• [Instruction]: Print the lines of the entries below exactly as they stand, from the very first line through the line holding "column 596, row 404", with both ends included.

(Point-based annotation data)

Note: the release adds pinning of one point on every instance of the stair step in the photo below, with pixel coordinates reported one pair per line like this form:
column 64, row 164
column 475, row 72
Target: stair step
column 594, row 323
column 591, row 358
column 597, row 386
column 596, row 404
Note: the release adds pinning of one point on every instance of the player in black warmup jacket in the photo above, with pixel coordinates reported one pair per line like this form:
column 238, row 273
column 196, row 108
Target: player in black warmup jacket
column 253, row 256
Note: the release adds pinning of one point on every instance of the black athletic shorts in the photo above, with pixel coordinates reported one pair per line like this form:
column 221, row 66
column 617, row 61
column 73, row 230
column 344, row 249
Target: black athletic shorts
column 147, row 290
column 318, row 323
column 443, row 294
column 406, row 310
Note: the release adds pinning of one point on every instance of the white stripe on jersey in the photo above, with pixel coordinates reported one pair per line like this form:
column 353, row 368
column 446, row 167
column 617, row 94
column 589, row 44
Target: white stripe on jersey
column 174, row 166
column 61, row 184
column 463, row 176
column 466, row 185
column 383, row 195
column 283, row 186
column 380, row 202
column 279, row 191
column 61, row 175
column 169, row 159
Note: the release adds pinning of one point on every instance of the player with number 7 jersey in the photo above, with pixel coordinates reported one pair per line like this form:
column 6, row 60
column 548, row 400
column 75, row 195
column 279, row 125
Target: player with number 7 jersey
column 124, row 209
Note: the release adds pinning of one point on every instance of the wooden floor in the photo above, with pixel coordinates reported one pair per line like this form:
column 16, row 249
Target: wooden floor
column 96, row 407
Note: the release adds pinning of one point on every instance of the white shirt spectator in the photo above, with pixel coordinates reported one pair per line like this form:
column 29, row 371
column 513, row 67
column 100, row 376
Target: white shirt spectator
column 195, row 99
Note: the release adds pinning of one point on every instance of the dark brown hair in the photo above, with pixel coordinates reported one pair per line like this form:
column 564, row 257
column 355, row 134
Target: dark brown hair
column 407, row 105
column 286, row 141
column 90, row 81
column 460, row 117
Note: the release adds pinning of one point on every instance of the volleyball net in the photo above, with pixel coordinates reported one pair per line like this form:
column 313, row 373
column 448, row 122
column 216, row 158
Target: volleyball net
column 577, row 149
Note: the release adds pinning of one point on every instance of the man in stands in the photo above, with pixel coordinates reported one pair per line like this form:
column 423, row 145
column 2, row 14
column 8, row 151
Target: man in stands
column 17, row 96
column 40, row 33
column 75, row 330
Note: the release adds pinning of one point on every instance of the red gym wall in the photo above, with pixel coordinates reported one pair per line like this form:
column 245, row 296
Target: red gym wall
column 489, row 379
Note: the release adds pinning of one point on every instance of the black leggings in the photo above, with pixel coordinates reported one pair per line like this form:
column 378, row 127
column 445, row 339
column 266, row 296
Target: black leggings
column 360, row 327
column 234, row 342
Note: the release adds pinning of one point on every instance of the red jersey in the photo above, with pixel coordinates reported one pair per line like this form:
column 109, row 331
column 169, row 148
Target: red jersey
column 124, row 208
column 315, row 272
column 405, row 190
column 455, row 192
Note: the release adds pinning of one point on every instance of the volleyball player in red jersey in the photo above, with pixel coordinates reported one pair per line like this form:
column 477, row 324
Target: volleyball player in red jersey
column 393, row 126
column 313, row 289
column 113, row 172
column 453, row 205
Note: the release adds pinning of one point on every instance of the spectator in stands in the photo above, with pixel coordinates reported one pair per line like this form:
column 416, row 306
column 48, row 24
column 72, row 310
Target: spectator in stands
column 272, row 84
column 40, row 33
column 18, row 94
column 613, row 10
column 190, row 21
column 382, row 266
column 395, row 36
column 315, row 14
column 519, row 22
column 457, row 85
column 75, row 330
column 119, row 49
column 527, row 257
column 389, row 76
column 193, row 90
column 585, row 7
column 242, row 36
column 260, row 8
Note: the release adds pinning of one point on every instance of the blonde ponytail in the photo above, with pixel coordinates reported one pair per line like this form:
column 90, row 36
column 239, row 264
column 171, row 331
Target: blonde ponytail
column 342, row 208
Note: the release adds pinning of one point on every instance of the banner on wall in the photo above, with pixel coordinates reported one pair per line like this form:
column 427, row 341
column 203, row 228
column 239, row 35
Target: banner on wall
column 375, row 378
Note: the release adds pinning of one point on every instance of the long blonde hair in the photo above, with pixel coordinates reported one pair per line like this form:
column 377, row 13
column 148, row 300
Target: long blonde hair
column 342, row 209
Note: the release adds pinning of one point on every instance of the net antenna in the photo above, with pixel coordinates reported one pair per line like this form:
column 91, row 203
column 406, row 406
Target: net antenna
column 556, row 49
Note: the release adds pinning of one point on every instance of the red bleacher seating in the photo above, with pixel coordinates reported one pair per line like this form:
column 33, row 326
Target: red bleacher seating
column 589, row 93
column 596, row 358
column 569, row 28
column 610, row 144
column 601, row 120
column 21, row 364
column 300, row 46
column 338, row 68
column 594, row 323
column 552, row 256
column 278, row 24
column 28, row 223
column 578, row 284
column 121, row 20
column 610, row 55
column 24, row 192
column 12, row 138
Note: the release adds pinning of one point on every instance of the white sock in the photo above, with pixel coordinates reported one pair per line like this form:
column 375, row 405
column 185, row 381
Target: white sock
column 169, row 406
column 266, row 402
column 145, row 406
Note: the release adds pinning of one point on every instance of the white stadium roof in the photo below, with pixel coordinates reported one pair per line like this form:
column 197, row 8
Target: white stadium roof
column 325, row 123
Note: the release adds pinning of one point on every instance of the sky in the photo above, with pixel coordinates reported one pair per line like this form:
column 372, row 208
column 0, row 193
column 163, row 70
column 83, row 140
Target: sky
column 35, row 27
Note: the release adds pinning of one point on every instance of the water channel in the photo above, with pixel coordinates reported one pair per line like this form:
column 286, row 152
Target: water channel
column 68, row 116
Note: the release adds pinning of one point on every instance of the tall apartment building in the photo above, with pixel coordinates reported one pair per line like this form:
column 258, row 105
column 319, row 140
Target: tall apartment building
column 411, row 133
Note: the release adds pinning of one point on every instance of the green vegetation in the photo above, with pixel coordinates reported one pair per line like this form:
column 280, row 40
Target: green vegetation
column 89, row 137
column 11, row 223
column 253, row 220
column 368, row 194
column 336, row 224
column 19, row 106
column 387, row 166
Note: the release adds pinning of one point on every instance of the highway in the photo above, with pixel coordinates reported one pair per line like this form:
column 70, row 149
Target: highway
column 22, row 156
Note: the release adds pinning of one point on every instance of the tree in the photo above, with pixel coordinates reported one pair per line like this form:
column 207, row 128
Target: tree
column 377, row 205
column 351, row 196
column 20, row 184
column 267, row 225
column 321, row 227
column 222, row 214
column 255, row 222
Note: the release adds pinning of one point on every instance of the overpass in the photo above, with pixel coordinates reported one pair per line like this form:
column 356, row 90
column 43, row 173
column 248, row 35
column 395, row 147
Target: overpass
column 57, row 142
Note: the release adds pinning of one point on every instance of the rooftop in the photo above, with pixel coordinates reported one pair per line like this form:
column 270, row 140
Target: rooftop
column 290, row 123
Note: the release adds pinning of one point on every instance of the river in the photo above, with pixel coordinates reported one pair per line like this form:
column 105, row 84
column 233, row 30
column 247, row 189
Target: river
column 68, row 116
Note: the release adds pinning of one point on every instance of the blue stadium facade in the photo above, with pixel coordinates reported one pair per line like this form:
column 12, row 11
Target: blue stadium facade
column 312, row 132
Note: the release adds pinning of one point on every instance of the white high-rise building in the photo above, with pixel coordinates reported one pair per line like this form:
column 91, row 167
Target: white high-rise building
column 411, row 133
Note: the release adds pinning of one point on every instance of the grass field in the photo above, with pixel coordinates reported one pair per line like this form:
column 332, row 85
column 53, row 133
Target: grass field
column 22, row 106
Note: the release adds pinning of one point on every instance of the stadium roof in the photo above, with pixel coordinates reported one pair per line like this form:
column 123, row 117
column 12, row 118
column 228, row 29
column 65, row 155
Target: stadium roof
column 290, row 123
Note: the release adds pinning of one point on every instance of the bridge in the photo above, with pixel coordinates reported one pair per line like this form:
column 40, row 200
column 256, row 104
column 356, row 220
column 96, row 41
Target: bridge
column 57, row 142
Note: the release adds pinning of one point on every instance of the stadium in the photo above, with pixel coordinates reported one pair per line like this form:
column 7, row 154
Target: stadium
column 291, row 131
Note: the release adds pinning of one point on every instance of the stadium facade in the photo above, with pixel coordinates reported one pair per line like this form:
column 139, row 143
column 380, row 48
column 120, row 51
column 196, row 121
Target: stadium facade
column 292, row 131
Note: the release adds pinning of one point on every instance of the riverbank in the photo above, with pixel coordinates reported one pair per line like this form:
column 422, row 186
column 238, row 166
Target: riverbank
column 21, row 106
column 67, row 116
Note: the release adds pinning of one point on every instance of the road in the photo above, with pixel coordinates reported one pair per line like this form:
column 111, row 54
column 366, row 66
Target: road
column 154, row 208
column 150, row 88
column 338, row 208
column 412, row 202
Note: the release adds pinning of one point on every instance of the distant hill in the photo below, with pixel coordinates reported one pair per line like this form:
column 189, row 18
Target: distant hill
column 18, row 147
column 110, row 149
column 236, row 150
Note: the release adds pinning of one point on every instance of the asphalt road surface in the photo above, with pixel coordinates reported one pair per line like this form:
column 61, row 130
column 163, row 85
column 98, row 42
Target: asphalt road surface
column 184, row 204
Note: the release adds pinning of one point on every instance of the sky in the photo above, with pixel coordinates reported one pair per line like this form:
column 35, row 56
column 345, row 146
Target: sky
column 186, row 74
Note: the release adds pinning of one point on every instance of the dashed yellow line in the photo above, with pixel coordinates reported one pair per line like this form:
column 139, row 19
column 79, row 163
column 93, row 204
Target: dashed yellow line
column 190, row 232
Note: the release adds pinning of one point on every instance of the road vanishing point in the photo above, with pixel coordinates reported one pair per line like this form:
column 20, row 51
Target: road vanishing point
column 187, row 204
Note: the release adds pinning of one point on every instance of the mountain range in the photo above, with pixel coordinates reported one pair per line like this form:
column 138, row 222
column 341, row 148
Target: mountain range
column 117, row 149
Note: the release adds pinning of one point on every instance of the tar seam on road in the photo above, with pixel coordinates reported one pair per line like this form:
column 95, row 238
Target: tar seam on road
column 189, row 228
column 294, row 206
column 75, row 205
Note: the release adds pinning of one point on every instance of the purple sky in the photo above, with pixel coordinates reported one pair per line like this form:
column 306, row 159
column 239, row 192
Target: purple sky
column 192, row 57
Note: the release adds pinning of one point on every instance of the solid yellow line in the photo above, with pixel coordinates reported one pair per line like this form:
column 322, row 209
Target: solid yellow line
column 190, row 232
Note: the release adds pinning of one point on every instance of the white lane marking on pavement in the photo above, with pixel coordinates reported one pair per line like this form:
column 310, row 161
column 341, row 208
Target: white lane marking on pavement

• [Complete output]:
Note: the release adds pinning of one point on every instance of the stair step in the photo below, with pixel coordinates reported one pair per line like this form:
column 64, row 164
column 475, row 72
Target: stair step
column 594, row 323
column 591, row 358
column 597, row 386
column 596, row 404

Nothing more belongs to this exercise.